| List of tasks |
A – In the reviews of Branta and the Golden Stone, where does Branta live?
B – Please extract a passage from the reviews of Branta and the Golden Stone, starting at "A family's tale" and ending after "of their family.".

(Text shown)

In this resonant work from the pair who collaborated on Elisabeth and the Water-Troll , the depth and richness of Wangerin's text is deftly matched by Healy's dynamic oil paintings. Branta is a girl who lives alone in a cottage on a lake ``on the northernmost island in all the world.'' She remembers her father, a magus, who on his deathbed gave Branta his most prized possession: the Golden Stone that he had taken as a gift to a Baby King born long before in a distant kingdom. When this Child touched the stone, He left a deep print and the stone was imbued with the power to make people ``whatever they wanted to be.'' Rather than leave his gift, Branta's father slipped it back into his pouch, and for years used its magic--to good and ill effect. Frustrated when she cannot lure a family of geese indoors to save them from a fierce winter storm, Branta calls on the power of the Golden Stone to change herself into one of them, bringing this graceful, timeless tale to an inventive close. Ages 4-8. ( Sept. )
A family's tale is revealed in Branta and the Golden Stone. Branta's dying father unburdens himself and shamefully tells of his past, particularly why he has raised her in isolation, and of a magic stone. After his death, alone and lonely, Branta becomes very close to a family of wild geese. Fearing their deaths, she wishes herself to become a goose and truly becomes part of their family.

(End Text shown)
(Data provided)

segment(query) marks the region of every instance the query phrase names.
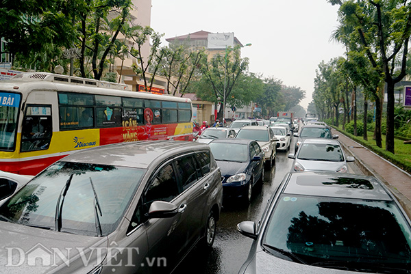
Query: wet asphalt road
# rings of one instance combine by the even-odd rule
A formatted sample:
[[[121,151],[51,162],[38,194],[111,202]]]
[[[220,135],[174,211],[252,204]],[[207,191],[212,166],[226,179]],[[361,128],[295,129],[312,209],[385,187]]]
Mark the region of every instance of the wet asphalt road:
[[[231,274],[238,273],[247,258],[252,239],[236,230],[237,223],[242,221],[258,222],[267,204],[284,176],[291,169],[292,160],[287,157],[294,152],[292,138],[290,151],[278,151],[275,165],[271,170],[266,168],[262,186],[253,189],[251,202],[232,200],[223,205],[217,222],[216,239],[211,251],[204,251],[195,247],[175,269],[173,273]],[[360,173],[353,163],[349,163],[350,173]]]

(End Data provided)

| Task-by-task outputs |
A – Alone in a cottage on a lake on the northernmost island in all the world.

B –
A family's tale is revealed in Branta and the Golden Stone. Branta's dying father unburdens himself and shamefully tells of his past, particularly why he has raised her in isolation, and of a magic stone. After his death, alone and lonely, Branta becomes very close to a family of wild geese. Fearing their deaths, she wishes herself to become a goose and truly becomes part of their family.